A terceirização da gestão de serviços públicos essenciais, principalmente na saúde, por meio de organizações sociais (OS), tem crescido no Brasil. O Supremo Tribunal Federal (STF), na ADI 1923/DF, considerou esse modelo constitucional, prometendo eficiência e economia. Contudo, a realidade revela que a falta de controle, transparência e fiscalização cria um ambiente propício para fraudes, desvio de recursos e violações trabalhistas. Diagnósticos como o da Ação nº 3/2018 da Estratégia Nacional de Combate à Corrupção e à Lavagem de Dinheiro (Enccla) indicam que as fragilidades nos modelos de contratação e gestão das OSs são sistêmicas, exigindo uma abordagem estrutural dos órgãos de controle.

Nesse contexto, a Resolução nº 305/2025 do Conselho Nacional do Ministério Público (CNMP) surge como um marco normativo para a atuação preventiva do Ministério Público (MP) na defesa da probidade administrativa, focando na implementação de Programas de Integridade na administração pública. O artigo analisa como a atuação estrutural do MP, especialmente do Ministério Público do Trabalho (MPT), pode transformar estruturas administrativas deficientes, estabelecendo mecanismos eficazes de fiscalização e controle dos contratos de gestão com OSs. A hipótese central é que as tutelas estruturais na Justiça do Trabalho, focadas na fiscalização contratual, são uma estratégia eficaz para superar problemas sistêmicos de governança e prevenir fraudes.

O modelo de OSs, instituído pela Lei Federal nº 9.637/1998, visava a transferir a execução de serviços não exclusivos do Estado para o setor público não-estatal. No SUS, a Lei nº 8.080/1990 prevê a participação complementar da iniciativa privada quando o sistema for insuficiente. Apesar das promessas, o Diagnóstico da Ação nº 3/2018 da Enccla aponta fragilidades estruturais, como:

  • Ausência de planejamento adequado: A opção por OSs frequentemente não é precedida de estudos técnicos que comprovem sua vantagem para a administração pública.
  • Deficiências na qualificação e seleção: Os processos de qualificação e seleção de OSs são, muitas vezes, direcionados e sem critérios objetivos.
  • Instrumentos contratuais frágeis: Os contratos de gestão apresentam metas e indicadores imprecisos, dificultando a avaliação de resultados.

DADOS FORNECIDOS —
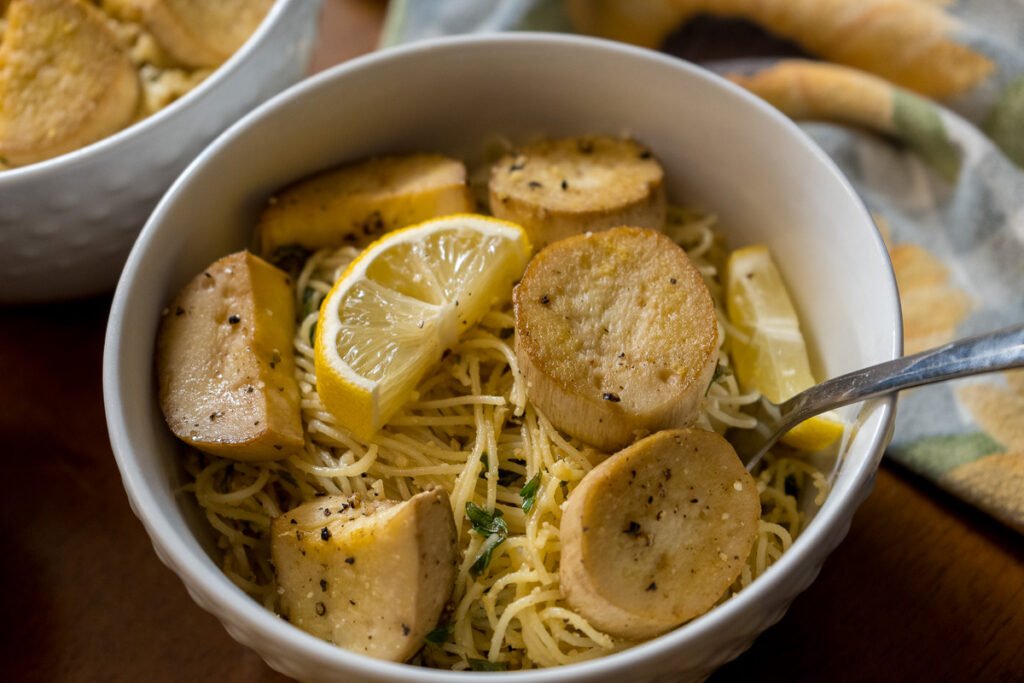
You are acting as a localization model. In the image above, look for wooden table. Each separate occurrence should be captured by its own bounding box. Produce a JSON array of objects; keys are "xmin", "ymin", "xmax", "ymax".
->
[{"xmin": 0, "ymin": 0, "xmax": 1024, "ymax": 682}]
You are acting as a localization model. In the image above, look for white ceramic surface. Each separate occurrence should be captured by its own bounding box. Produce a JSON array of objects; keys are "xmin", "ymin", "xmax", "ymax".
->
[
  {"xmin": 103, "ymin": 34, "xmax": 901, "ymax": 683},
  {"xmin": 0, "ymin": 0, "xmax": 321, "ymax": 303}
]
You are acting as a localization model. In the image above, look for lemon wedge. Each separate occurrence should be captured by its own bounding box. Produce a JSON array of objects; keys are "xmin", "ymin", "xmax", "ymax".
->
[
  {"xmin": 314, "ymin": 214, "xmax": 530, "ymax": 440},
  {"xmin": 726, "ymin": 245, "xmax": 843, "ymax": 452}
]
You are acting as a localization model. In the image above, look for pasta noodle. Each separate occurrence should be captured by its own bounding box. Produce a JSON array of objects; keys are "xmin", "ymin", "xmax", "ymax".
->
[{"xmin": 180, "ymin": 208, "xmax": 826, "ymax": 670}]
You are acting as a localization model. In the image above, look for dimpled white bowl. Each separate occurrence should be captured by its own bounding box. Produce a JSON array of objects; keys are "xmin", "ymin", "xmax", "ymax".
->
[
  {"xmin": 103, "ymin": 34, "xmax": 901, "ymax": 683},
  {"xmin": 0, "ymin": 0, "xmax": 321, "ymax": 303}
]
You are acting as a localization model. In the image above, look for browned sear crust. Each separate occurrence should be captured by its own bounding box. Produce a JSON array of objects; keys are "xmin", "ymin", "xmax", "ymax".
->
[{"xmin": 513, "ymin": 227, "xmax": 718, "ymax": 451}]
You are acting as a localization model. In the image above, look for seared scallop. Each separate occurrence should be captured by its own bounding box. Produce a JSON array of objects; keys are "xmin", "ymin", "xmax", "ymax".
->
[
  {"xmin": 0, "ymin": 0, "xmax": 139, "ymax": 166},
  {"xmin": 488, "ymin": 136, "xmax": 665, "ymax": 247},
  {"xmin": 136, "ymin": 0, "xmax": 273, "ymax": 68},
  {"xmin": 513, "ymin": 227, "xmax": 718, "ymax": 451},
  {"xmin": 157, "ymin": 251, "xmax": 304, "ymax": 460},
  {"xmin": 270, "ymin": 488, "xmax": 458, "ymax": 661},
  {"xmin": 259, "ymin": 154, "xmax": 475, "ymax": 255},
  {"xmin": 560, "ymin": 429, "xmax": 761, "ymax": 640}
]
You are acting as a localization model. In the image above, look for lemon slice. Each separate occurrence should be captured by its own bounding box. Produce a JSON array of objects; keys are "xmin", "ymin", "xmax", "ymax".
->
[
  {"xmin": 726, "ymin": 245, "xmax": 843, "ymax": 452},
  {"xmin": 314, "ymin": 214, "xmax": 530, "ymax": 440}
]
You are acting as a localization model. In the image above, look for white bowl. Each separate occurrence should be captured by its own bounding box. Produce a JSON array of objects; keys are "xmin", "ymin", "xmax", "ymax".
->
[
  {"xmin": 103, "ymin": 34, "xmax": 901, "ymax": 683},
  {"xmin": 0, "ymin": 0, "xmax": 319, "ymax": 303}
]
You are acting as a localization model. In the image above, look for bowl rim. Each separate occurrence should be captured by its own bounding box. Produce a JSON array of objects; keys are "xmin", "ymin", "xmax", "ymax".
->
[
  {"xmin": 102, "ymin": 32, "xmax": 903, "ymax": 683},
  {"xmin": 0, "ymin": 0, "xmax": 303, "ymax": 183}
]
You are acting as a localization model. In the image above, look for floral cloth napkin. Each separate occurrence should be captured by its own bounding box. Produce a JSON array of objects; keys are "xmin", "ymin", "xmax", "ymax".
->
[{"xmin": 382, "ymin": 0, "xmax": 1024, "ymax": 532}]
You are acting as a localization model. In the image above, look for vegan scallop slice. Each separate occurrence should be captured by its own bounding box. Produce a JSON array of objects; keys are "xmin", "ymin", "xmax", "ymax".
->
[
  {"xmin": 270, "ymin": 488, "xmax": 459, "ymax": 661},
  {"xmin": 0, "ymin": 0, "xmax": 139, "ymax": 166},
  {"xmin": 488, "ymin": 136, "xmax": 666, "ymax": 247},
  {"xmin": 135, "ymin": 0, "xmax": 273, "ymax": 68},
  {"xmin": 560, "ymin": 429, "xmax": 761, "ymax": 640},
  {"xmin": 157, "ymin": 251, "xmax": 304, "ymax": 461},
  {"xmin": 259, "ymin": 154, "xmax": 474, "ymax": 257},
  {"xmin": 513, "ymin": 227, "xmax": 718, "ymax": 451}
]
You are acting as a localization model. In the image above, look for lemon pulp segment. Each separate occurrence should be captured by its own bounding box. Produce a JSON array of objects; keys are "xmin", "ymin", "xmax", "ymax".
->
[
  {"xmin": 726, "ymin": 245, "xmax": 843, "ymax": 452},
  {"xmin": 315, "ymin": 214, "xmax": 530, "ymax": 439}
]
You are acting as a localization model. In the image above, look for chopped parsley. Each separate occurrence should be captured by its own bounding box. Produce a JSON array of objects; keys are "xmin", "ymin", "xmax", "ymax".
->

COMPLETE O SEGUINTE —
1) Informe cada linha das entradas que contenha a palavra "scallop", levando em conta a diferença entre maiúsculas e minúsculas.
2) Escreva a continuação do trecho sobre a gestão de serviços públicos por organizações sociais, partindo da última frase apresentada.

RESPOSTAS ÀS TAREFAS —
1)
You are acting as a localization model. In the image above, look for seared scallop. Each separate occurrence should be captured by its own bounding box. Produce a JSON array of objects; keys are "xmin", "ymin", "xmax", "ymax".
You are acting as a localization model. In the image above, look for vegan scallop slice. Each separate occurrence should be captured by its own bounding box. Produce a JSON array of objects; keys are "xmin", "ymin", "xmax", "ymax".

2)
  • Fiscalização insuficiente: As comissões de fiscalização são subdimensionadas, mal equipadas ou carecem de conhecimento técnico, resultando em controle meramente formal.
  • Transparência inadequada: A divulgação de informações sobre a execução dos contratos é insuficiente, dificultando o controle social e a fiscalização.

No âmbito trabalhista, as fraudes comuns em contratos de gestão com OSs incluem:

  1. Empregados “fantasmas” e nepotismo: Contratação de pessoas que não prestam serviços ou são contratadas por relações pessoais.
  2. Direcionamento de fornecedores: Subcontratações para empresas ligadas a dirigentes da OS ou agentes públicos.
  3. “Pejotização”: Exigência de que profissionais constituam pessoa jurídica para serviços que configuram relação de emprego.
  4. Descumprimento de normas de saúde e segurança: Inobservância da NR-32 e outras normas de proteção ao trabalhador.
  5. Jornadas exaustivas e cumulação ilegal de vínculos: Submissão de profissionais a jornadas além dos limites legais e acúmulo de vínculos incompatíveis.

Essas ilicitudes violam direitos trabalhistas, comprometem a qualidade dos serviços e geram riscos fiscais para os entes públicos, que frequentemente são responsabilizados subsidiariamente.

Atuação preventiva do MP

A Resolução nº 305/2025 do CNMP fortalece a atuação preventiva do MP na defesa da probidade administrativa, dado que o Brasil ainda possui uma posição desfavorável no índice de percepção da corrupção e grande parte dos municípios não possui programas de integridade. A resolução estabelece diretrizes para membros e unidades do MP, visando à adoção de medidas preventivas, com ênfase na implantação de programas de integridade na administração pública. O artigo 3º da Resolução nº 305/2025 define parâmetros e princípios para o fomento de programas de integridade, sendo relevantes para a fiscalização de contratos com OSs, especialmente para o MPT na prevenção de violações trabalhistas.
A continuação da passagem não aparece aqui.